**GOAL**
Could you give the data below again, exactly and completely?
[BEGIN INFORMATION SHOWN]
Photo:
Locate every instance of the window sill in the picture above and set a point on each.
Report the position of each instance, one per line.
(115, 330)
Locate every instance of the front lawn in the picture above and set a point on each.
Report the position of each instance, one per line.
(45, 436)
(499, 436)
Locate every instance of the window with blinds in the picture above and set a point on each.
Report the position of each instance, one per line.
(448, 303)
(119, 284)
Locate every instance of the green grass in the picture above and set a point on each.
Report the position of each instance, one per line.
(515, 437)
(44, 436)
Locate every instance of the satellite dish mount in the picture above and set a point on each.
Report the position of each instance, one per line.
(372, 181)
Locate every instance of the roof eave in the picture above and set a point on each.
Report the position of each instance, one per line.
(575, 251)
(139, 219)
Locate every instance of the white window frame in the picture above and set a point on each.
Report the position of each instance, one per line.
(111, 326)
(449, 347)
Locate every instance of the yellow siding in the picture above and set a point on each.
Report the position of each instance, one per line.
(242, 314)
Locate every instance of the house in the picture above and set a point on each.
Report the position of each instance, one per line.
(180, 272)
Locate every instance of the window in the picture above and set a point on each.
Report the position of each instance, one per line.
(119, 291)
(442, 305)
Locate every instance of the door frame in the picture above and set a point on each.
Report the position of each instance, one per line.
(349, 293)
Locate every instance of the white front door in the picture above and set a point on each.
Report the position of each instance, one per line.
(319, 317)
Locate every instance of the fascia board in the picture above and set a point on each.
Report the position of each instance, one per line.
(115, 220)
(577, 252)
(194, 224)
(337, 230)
[END INFORMATION SHOWN]
**RESULT**
Photo:
Locate every instance of the window sill in the picture above and set a point on each.
Report the position of each instance, one per line.
(115, 330)
Locate every instance of the front lawn in the picture above and set a point on each.
Report the position of each instance, one per line.
(45, 436)
(499, 436)
Locate every instance of the window with blinds in the picture above and set a point on each.
Report the position of each instance, one per line.
(448, 303)
(119, 284)
Locate every instance of the green grass in the picture above and set a point on each.
Report the position of each instance, one per line.
(515, 437)
(44, 436)
Locate every instance of the satellite dish mount in the picture above and set a point on each.
Report the position of each instance, one per line.
(372, 181)
Locate every instance of the roof eave in the picture above and set a point on each.
Report the position of each instance, one per line.
(575, 251)
(139, 219)
Locate every instance of the white window frame in the picture above and set a point on each.
Report the position of each instance, one per line.
(111, 326)
(449, 347)
Locate every instance of the yellow siding in the picture above and set a point on each.
Report the position of each instance, one per line.
(242, 314)
Locate every instance of the house in the picture above and set a point on each.
Report the position of each instance, one per line.
(180, 272)
Locate every instance of the window in the picture above and set a point on each.
Report the position of each instance, one per line.
(119, 291)
(442, 305)
Locate every instance of the door frame in the picture above and set a point on each.
Report the position of each instance, one per line.
(349, 293)
Locate every instance of the white front door in the picture above and set a point on each.
Report the position of each instance, one per line.
(319, 317)
Locate every instance of the fascia board in the picture above and set a point on each.
Report the position of each instance, one per line.
(115, 220)
(577, 252)
(194, 224)
(337, 230)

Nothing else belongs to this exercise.